[Exercise instructions]:
Reproduce every one of the entries below verbatim, omitting any pictures from your answer.

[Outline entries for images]
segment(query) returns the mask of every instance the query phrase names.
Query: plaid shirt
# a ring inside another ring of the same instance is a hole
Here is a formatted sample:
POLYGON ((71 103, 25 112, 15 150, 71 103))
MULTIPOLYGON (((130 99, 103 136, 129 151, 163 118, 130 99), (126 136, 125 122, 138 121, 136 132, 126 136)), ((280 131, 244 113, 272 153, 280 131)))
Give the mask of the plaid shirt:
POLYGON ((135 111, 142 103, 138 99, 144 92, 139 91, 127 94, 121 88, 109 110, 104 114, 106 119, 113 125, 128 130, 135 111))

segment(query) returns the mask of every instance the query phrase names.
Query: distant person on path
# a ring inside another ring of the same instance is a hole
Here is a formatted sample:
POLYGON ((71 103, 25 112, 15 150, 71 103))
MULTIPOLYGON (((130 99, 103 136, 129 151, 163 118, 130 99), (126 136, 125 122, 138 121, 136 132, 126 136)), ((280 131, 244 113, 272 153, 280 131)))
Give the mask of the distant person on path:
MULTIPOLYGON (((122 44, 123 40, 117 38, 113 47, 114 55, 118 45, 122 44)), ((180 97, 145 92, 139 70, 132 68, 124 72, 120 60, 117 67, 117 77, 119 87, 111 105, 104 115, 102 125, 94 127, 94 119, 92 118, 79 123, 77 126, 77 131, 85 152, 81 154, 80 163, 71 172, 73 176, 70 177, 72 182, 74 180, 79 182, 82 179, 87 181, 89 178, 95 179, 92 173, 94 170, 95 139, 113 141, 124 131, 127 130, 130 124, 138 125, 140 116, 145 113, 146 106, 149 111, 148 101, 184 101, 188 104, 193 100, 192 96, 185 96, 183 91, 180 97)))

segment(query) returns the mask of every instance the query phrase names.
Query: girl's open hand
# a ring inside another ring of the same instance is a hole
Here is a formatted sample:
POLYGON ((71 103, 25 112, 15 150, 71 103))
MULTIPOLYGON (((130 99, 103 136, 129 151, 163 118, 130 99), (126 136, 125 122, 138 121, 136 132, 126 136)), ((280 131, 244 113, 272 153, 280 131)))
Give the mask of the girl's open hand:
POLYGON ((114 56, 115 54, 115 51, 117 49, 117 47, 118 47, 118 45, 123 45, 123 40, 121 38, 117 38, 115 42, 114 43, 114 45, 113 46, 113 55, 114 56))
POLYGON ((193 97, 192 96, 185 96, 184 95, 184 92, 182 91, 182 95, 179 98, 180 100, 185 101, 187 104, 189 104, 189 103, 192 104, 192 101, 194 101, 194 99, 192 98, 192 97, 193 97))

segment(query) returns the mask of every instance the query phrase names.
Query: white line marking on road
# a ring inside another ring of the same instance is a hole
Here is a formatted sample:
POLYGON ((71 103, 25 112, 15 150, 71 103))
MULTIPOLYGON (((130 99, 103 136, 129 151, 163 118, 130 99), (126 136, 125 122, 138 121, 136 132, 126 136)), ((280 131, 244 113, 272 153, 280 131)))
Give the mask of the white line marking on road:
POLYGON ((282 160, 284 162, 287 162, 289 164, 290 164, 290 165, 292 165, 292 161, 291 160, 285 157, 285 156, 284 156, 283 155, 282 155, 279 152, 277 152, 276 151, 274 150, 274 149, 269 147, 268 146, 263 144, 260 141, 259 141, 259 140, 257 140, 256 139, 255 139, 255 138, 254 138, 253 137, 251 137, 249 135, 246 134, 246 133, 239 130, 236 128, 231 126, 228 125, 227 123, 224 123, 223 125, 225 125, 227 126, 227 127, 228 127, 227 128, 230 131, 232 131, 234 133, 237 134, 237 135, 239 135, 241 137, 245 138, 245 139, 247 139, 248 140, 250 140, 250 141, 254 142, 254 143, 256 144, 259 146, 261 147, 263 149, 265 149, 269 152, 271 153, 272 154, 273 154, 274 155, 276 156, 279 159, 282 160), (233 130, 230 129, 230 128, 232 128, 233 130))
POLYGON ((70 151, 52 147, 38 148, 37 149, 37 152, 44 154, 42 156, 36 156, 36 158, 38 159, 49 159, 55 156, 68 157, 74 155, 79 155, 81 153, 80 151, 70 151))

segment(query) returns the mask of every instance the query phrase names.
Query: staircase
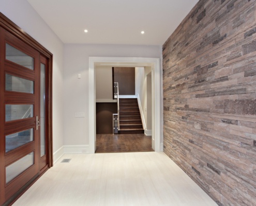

[Task solution]:
segment(query) returns the mask of every instance the query phrase names.
Query: plaid shirt
# a ring inside another ring of the same instance is a hole
Here is a formatted sample:
POLYGON ((71 103, 25 112, 15 150, 71 103))
MULTIPOLYGON (((130 99, 103 136, 129 151, 163 118, 130 99), (126 136, 125 122, 138 121, 136 132, 126 136)), ((280 131, 244 113, 272 153, 280 131)))
Give the mask of the plaid shirt:
POLYGON ((135 111, 142 103, 138 99, 144 92, 139 91, 127 94, 121 88, 109 110, 104 114, 106 119, 113 125, 128 130, 135 111))

segment(query) returns the mask of every instance the query phrase names.
Query: distant person on path
# a ring inside another ring of the same instance is a hole
Here is a formatted sample:
POLYGON ((71 103, 25 112, 15 150, 71 103))
MULTIPOLYGON (((130 99, 103 136, 129 151, 163 118, 130 99), (126 136, 125 122, 138 121, 136 132, 126 136)), ((280 131, 244 113, 272 153, 280 131)))
Give the mask of the distant person on path:
MULTIPOLYGON (((122 44, 123 40, 117 38, 113 47, 114 55, 118 45, 122 44)), ((180 97, 145 92, 139 70, 132 68, 124 72, 120 60, 117 67, 117 77, 119 87, 111 105, 104 115, 102 125, 94 127, 94 119, 92 118, 79 123, 77 126, 77 131, 85 152, 81 154, 80 163, 71 172, 73 176, 70 177, 72 182, 74 180, 79 182, 82 179, 87 181, 89 178, 95 179, 92 173, 94 170, 95 139, 113 141, 124 131, 127 130, 130 124, 138 125, 140 116, 145 113, 146 106, 149 111, 148 101, 184 101, 188 104, 193 100, 192 96, 185 96, 183 91, 180 97)))

segment(query) returns the mask of every instance the query phrase names.
Query: girl's open hand
# a ring inside another ring of the same instance is a hole
Here is a formatted sample:
POLYGON ((71 103, 25 112, 15 150, 71 103))
MULTIPOLYGON (((130 99, 103 136, 129 151, 163 118, 130 99), (126 136, 125 122, 138 121, 136 132, 126 136)), ((280 131, 244 113, 272 153, 280 131)))
Give the mask of the girl's open hand:
POLYGON ((114 56, 115 54, 115 51, 117 49, 117 47, 118 47, 118 45, 123 45, 123 40, 121 38, 117 38, 115 42, 114 43, 114 45, 113 46, 113 55, 114 56))
POLYGON ((193 97, 192 96, 185 96, 184 95, 184 92, 182 91, 182 95, 179 98, 180 100, 185 101, 187 104, 189 104, 189 103, 192 104, 192 101, 194 101, 194 99, 192 98, 192 97, 193 97))

segment(query) returns the mask of every instance the query phrase names.
Query: white line marking on road
# a ring inside another ring of the same instance is a hole
Here is a formatted sample:
POLYGON ((71 103, 25 112, 15 150, 71 103))
MULTIPOLYGON (((130 99, 103 136, 129 151, 163 118, 130 99), (126 136, 125 122, 138 121, 136 132, 126 136)), ((280 131, 244 113, 272 153, 280 131)))
Give the mask of the white line marking on road:
POLYGON ((282 160, 284 162, 287 162, 289 164, 290 164, 290 165, 292 165, 292 161, 291 160, 285 157, 285 156, 284 156, 283 155, 282 155, 279 152, 277 152, 276 151, 274 150, 274 149, 269 147, 268 146, 263 144, 260 141, 259 141, 259 140, 257 140, 256 139, 255 139, 255 138, 254 138, 253 137, 251 137, 249 135, 246 134, 246 133, 239 130, 236 128, 231 126, 228 125, 227 123, 224 123, 223 125, 225 125, 227 126, 227 127, 228 127, 227 128, 230 131, 232 131, 234 133, 237 134, 237 135, 239 135, 241 137, 245 138, 245 139, 247 139, 248 140, 250 140, 250 141, 254 142, 254 143, 256 144, 259 146, 261 147, 263 149, 265 149, 269 152, 271 153, 272 154, 273 154, 274 155, 276 156, 279 159, 282 160), (233 130, 230 129, 230 128, 232 128, 233 130))
POLYGON ((70 151, 52 147, 38 148, 37 149, 37 152, 44 154, 42 156, 36 156, 36 158, 38 159, 49 159, 55 156, 68 157, 74 155, 79 155, 81 153, 80 151, 70 151))

segment(query) returns the mask of every instance the query phrase names.
Query: staircase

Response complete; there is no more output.